- [Try it]
Whenever the string "image" turns up in a line of the data below, copy that line.

Extracted data entries
· · ·

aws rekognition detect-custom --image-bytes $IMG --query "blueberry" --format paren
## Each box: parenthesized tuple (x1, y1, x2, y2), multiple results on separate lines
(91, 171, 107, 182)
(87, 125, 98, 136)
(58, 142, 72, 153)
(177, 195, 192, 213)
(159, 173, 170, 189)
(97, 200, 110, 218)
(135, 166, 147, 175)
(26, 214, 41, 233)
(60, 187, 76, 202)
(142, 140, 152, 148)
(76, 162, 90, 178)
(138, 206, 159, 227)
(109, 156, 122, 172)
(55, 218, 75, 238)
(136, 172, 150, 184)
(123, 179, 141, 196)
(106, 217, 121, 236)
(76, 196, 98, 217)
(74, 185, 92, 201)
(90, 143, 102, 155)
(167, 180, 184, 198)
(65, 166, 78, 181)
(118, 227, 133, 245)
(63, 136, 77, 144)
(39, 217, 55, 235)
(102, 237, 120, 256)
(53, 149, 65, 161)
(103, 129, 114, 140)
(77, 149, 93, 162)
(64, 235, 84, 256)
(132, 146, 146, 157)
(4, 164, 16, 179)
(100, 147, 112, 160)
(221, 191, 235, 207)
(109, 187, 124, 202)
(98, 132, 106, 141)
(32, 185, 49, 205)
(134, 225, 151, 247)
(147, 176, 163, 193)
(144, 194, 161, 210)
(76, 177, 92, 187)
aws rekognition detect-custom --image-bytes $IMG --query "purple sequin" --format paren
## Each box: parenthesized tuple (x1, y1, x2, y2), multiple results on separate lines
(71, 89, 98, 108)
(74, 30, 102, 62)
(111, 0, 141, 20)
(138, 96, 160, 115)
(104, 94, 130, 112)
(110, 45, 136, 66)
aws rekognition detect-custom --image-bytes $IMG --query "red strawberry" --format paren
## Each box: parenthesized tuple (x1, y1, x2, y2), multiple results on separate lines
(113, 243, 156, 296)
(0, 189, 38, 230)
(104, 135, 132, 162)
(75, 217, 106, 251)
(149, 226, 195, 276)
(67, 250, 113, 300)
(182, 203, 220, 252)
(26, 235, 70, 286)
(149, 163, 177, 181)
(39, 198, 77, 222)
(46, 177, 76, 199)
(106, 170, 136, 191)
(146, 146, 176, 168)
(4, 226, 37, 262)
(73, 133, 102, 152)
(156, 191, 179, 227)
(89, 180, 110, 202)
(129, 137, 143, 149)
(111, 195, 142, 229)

· · ·

- [Response box]
aws rekognition detect-custom --image-bytes $IMG --query "blueberry" --format paren
aws rekognition detect-custom --image-bytes $IMG --query "purple sequin" --format paren
aws rekognition detect-custom --image-bytes $IMG --query "red strawberry" --format paren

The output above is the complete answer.